▶ Goal of the exercise:
An exact copy of every record below is required, with the pictures left out.

--- Stored data Enclosed Below ---

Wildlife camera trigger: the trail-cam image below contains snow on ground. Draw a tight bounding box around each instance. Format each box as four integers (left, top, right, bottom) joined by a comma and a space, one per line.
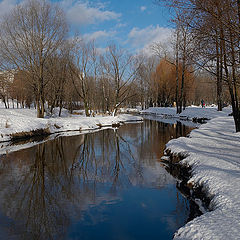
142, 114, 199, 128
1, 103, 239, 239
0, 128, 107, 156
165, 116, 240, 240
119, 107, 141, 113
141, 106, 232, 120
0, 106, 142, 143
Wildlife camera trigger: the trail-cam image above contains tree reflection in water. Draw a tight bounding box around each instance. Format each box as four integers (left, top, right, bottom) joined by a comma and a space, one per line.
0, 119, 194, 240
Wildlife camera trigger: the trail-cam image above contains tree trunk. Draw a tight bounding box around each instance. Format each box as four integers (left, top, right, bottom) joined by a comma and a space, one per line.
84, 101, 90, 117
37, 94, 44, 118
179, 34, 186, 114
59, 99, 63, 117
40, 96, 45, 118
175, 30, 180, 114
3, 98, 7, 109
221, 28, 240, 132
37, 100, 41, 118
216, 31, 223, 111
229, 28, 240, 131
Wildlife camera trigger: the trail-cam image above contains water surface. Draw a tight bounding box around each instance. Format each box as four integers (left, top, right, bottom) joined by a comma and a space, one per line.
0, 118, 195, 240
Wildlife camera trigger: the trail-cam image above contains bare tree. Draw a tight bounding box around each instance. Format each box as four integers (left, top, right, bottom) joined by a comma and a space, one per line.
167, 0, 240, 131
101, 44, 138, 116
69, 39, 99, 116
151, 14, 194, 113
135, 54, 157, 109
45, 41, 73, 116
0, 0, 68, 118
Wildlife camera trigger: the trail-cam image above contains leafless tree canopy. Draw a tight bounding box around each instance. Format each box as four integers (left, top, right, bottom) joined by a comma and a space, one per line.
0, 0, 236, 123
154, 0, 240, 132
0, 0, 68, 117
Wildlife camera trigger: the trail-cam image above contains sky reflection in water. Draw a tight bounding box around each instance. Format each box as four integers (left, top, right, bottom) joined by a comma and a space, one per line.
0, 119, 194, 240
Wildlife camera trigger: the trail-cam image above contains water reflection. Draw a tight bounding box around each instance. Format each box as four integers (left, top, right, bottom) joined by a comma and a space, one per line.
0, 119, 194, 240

--- End of Enclosed Stored data ---

▶ Written solution:
Wildlife camera trigger: the trail-cam image below contains snow on ground. Draw a tight bounding box around each instance. Format each box as four integers (left, top, right, bottom) joined by a comma and a space, one per line.
142, 114, 199, 128
1, 103, 239, 239
0, 128, 107, 156
165, 116, 240, 240
119, 107, 141, 113
141, 106, 232, 120
0, 106, 142, 143
Wildlife camera trigger: the trail-cam image above contains tree reflection in water. Draw a tight bounding box around each instance. Format each box as four integers (left, top, right, bottom) joined by a comma and a space, one per line.
0, 119, 194, 240
Wildlife camera trigger: the trail-cam image above contains tree trunk. Draw a tight bounding box around each instance. Format each box as four integers (left, top, right, bottom) joined by a comma and a space, one per line.
84, 101, 90, 117
37, 94, 44, 118
179, 34, 186, 114
59, 99, 63, 117
40, 96, 45, 118
175, 30, 180, 114
3, 98, 7, 109
221, 28, 240, 132
37, 100, 41, 118
216, 31, 223, 111
229, 28, 240, 131
Wildlife camera trigger: the trail-cam image above contains water surface. Draw a tight bounding box around each instance. Format each box as four integers (left, top, right, bottom) joined by a comma and a space, one per line.
0, 118, 195, 240
Wildlife camera trigger: the trail-cam image above contains bare tree. Draw a tight bounding box around each instance. Format each box as four integers (left, top, right, bottom) joined by a comma and a space, one per line.
167, 0, 240, 131
101, 44, 138, 116
69, 39, 99, 116
151, 14, 194, 113
135, 54, 157, 109
45, 41, 73, 116
0, 0, 68, 118
Wildlife camera trigger: the trail-cam image above contains leafless tree canopy. Draw a tight bounding box around each instance. Format each box as four integers (left, top, right, bottom) joined by a comma and a space, one per line.
0, 0, 236, 123
154, 0, 240, 132
0, 0, 68, 117
Wildlife camera trigger: the trail-cam image above contains sky reflection in water. Draw a tight bounding box around each instance. Format each box as four integers (left, top, right, bottom) joined by a comma and a space, one per line.
0, 119, 194, 240
Wildlife camera trigger: the trail-cam image above contains water reflection. Draw a tight bounding box around each instance. Format each box as four integers (left, top, right, bottom) joined by a comma and a space, one per line.
0, 119, 194, 240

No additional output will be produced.